EXCERPTED PASSAGE
|---|
We again compere the true and simualted rtesults and see pretty decent retrieval.

In [None]:
estimated <- model.fit.rigo.relax@ParTable$est[model.fit.rigo.relax@ParTable$op == "~"][1:20]
c <- b # get true network
diag(c) <- NA # omit diag
simulated <- na.omit(as.vector(t(c))) # vectorize

plot(estimated,simulated,pch=19) # plot treu vs estimated paths
abline(0,1,col="red",lty="dashed")

## relaxing the network?

You can even relax constraints of specific network paths to allow for heterogeneity between (but not within) groups. Obviously here illustrated in a very naive way by releasing the f5 ~ f4 path for 2 random groups.

In emperical applications you'd always prefer to relax and retain paths based on theory, or to explicitly test theory (e.g. if you have all groups split across gender, age, etc you might consider gender and age specific networks).

In [None]:
model.rigo.relax.further <- "
  
  fc  =~ l1*y1 + l2*y2 + l3*y3 + c(l4,l4,l4,l4,l4,l4,l4,l4_8,l4_9,l4_10)*y4 + l5*y5
  f1 =~ y1
  f2 =~ y2
  f3 =~ y3
  f4 =~ y4
  f5 =~ y5
  
  fc ~~ 1*fc
  
  y1 ~~ a*y1
  y2 ~~ b*y2
  y3 ~~ c(c1,c2,c3,c,c,c,c,c,c,c)*y3
  y4 ~~ d*y4
  y5 ~~ e*y5

  
f1 ~ f2 + f3 + f4 + f5
f2 ~ f1 + f3 + f4 + f5
f3 ~ f1 + f2 + f4 + f5
f4 ~ f1 + f2 + f3 + f5
f5 ~ f1 + f2 + f3 + c(b54,b54,b54,b54_g4,b54,b54,b54,b54,b54,b54_g10)*f4
"
|---|
EXERCISE MATERIALS

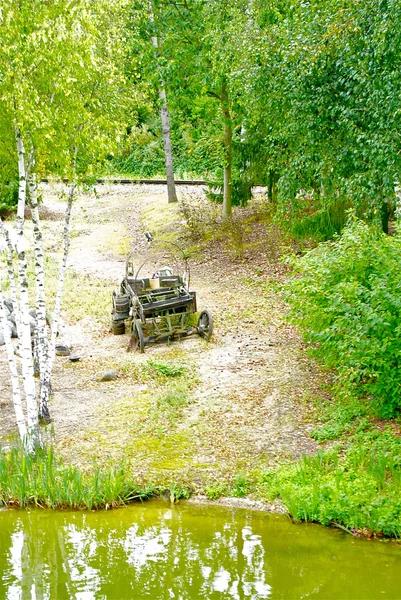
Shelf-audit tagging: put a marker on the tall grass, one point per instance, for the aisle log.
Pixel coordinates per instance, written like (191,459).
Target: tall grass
(45,481)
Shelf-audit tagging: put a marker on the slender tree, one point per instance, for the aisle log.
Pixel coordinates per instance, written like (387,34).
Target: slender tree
(62,93)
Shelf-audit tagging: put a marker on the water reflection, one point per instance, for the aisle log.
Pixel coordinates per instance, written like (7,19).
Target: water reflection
(154,551)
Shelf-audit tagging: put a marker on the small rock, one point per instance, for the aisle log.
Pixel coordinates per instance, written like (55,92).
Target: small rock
(63,350)
(8,303)
(109,376)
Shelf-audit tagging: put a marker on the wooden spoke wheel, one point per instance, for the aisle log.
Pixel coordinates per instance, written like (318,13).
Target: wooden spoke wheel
(137,343)
(205,325)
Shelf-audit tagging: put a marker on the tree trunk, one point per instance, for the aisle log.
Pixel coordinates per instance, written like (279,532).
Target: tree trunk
(11,274)
(228,152)
(46,388)
(19,413)
(168,155)
(41,340)
(33,440)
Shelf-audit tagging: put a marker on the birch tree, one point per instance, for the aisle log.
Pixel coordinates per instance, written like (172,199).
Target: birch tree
(59,82)
(164,114)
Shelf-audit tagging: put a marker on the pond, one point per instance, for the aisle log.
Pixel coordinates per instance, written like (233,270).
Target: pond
(187,551)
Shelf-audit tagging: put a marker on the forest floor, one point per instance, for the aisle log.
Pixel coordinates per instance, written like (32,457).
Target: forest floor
(192,413)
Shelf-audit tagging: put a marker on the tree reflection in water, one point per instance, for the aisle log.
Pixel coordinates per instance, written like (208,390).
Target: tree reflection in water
(67,555)
(186,552)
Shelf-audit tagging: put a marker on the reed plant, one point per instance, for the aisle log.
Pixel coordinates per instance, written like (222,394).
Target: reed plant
(44,480)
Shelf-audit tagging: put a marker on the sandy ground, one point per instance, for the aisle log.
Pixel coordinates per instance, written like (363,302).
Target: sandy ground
(248,408)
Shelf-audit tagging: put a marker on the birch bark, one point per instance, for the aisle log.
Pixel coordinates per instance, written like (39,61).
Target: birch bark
(165,119)
(41,340)
(33,438)
(16,391)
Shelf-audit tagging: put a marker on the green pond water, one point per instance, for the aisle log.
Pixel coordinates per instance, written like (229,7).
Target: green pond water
(190,551)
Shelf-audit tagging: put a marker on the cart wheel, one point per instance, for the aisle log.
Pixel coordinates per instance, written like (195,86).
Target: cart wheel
(205,325)
(117,326)
(137,341)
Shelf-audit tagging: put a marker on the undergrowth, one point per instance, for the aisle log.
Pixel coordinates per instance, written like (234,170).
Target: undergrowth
(357,486)
(347,299)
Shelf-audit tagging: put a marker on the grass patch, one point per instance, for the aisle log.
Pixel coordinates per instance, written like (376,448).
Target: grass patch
(46,481)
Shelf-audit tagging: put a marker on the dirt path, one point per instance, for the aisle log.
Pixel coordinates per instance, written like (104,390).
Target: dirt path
(242,409)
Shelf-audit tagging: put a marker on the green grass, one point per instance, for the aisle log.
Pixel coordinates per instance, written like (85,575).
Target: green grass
(46,481)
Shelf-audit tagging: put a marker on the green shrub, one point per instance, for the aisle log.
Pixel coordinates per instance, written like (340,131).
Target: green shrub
(347,299)
(359,488)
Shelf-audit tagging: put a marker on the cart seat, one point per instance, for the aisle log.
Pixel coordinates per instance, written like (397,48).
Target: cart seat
(138,286)
(172,305)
|---|
PROBLEMS
1. Which lines of the listing above contain the word "small"? Return each of them in full.
2. Could you pick up the passage on relaxing network paths between groups and carry it on from where it stops?

ANSWER SET
1.
Shelf-audit tagging: put a marker on the small rock, one point per instance, for the aisle log.
Target: small rock

2.
model.fit.rigo.relax.further <- sem(model = model.rigo.relax.further,data = data,group = "group",group.equal = c("regressions","loadings"),orthogonal.y = T,orthogonal.x =T)


We again compare estimated to simualted and see reasonable concordance.

In [None]:
estimated <- model.fit.rigo.relax.further@ParTable$est[model.fit.rigo.relax.further@ParTable$op == "~"][1:20]
c <- b # get true network
diag(c) <- NA # omit diag
simulated <- na.omit(as.vector(t(c))) # vectorize

plot(estimated,simulated,pch=19) # plot treu vs estimated paths
abline(0,1,col="red",lty="dashed")